UNITED STATES OF AMERICA, PLAINTIFF,
v.
GARY W. RUSHING, DEFENDANT.



The opinion of the court was delivered by: Cooper, District Judge

FOR PUBLICATION

MEMORANDUM OPINION

This is an action to recover money owed on Health Education Assistance Loans ("HEALs"). A private lender granted the HEALs from 1984 through 1986 to the pro se defendant, Gary W. Rushing, when he was enrolled in a chiropractic school. Rushing received bankruptcy protection in 1995. The plaintiff ("the government") moves for summary judgment on the complaint, arguing that (1) Rushing's HEAL debt was not discharged in bankruptcy because he did not request a Bankruptcy Court to find that its nondischarge would be unconscionable; and, (2) the sum sought, which is in excess of the sum borrowed originally, is the result of compounded interest. See Fed. R. Civ. P. 56. The Court will grant the motion for the following reasons.

▸ EXCERPTED RECORDS
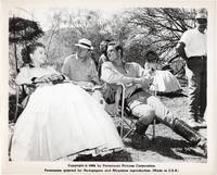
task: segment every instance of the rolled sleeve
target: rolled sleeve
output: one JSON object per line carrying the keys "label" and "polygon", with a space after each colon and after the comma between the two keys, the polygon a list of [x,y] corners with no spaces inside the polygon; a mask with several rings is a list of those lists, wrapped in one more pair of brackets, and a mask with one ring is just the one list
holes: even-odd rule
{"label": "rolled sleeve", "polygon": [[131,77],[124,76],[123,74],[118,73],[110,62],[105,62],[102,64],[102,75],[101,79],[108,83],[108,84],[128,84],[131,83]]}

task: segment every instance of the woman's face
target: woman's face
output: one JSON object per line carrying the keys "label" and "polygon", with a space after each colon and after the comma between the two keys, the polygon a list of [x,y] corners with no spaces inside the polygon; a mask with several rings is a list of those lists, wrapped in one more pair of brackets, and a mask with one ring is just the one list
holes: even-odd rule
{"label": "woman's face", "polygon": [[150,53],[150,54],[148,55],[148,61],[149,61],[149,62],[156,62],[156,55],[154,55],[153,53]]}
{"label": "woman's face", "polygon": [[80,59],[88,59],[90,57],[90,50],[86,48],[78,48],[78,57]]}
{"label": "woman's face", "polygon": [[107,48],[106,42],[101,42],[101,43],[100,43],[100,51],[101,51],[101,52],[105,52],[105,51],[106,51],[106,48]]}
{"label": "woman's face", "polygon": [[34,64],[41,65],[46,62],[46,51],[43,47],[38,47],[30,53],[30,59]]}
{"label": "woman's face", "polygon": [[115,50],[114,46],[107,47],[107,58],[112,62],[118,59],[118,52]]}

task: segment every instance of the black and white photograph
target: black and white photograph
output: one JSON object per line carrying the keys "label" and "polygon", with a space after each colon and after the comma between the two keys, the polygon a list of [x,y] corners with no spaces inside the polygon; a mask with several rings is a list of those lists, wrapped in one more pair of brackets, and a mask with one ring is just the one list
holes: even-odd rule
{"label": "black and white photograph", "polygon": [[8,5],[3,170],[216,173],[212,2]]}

▸ TASK REQUIREMENTS
Continue the memorandum opinion on the HEAL debt above, starting after its final sentence.

▸ TASK OUTPUT
BACKGROUND: HEAL PROGRAM; RUSHING'S HEALs, DEFAULT, AND BANKRUPTCY; and, PROCEDURAL HISTORY

I. HEAL Program

Private lenders may grant federally-guaranteed loans to "a student enrolled in a school of . . . chiropractic" under the HEAL program. 42 U.S.C. § 292b(a). A Bankruptcy Court may discharge a HEAL debt if certain requirements are met. In 1984, those requirements were: A debt which is a loan insured under the authority of this subpart may be released by a discharge in bankruptcy under title 11 only if such discharge is granted -

(1) after the expiration of the 5-year period beginning on the first date . . . when repayment of such loan is required;

(2) upon a finding by the Bankruptcy Court that the nondischarge of such debt would be unconscionable; and

(3) upon the condition that the Secretary [of Health & Human Services] shall not have waived the Secretary's rights to apply subsection (f) of this section to the borrower and the discharged debt. *fn1 42 U.S.C. former § 294f(g).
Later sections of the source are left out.